[BEGIN Listing]

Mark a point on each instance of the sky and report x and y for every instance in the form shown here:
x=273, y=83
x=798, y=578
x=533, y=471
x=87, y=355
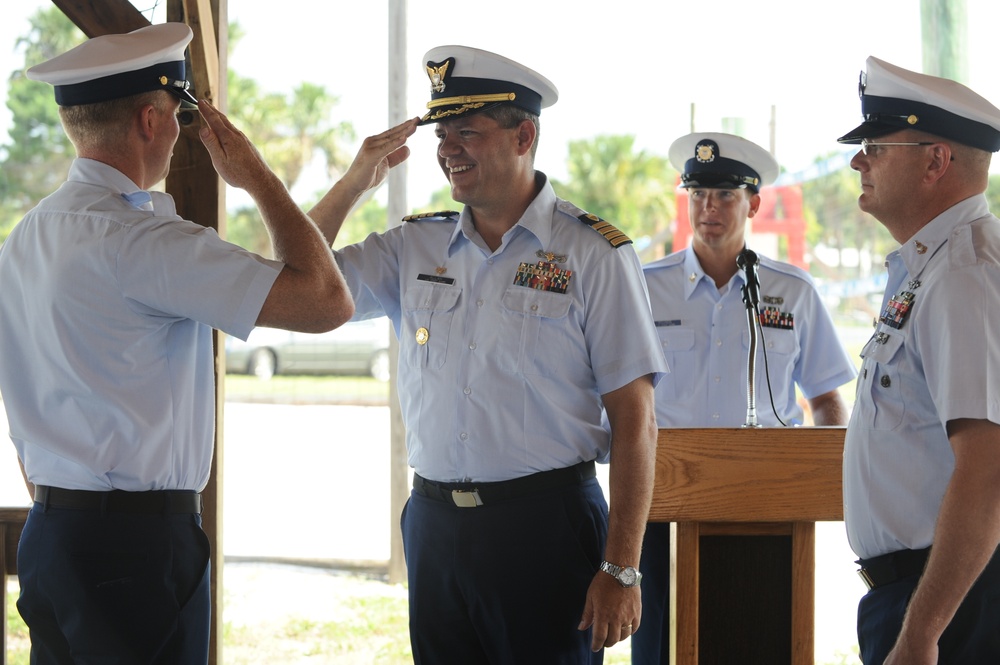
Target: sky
x=655, y=69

[END Listing]

Please print all of the rows above word for word, leaving out the pictures.

Mark a point on each instance of the sky and report x and y for every instance in the form shown here:
x=273, y=83
x=798, y=578
x=533, y=471
x=87, y=355
Target: sky
x=655, y=69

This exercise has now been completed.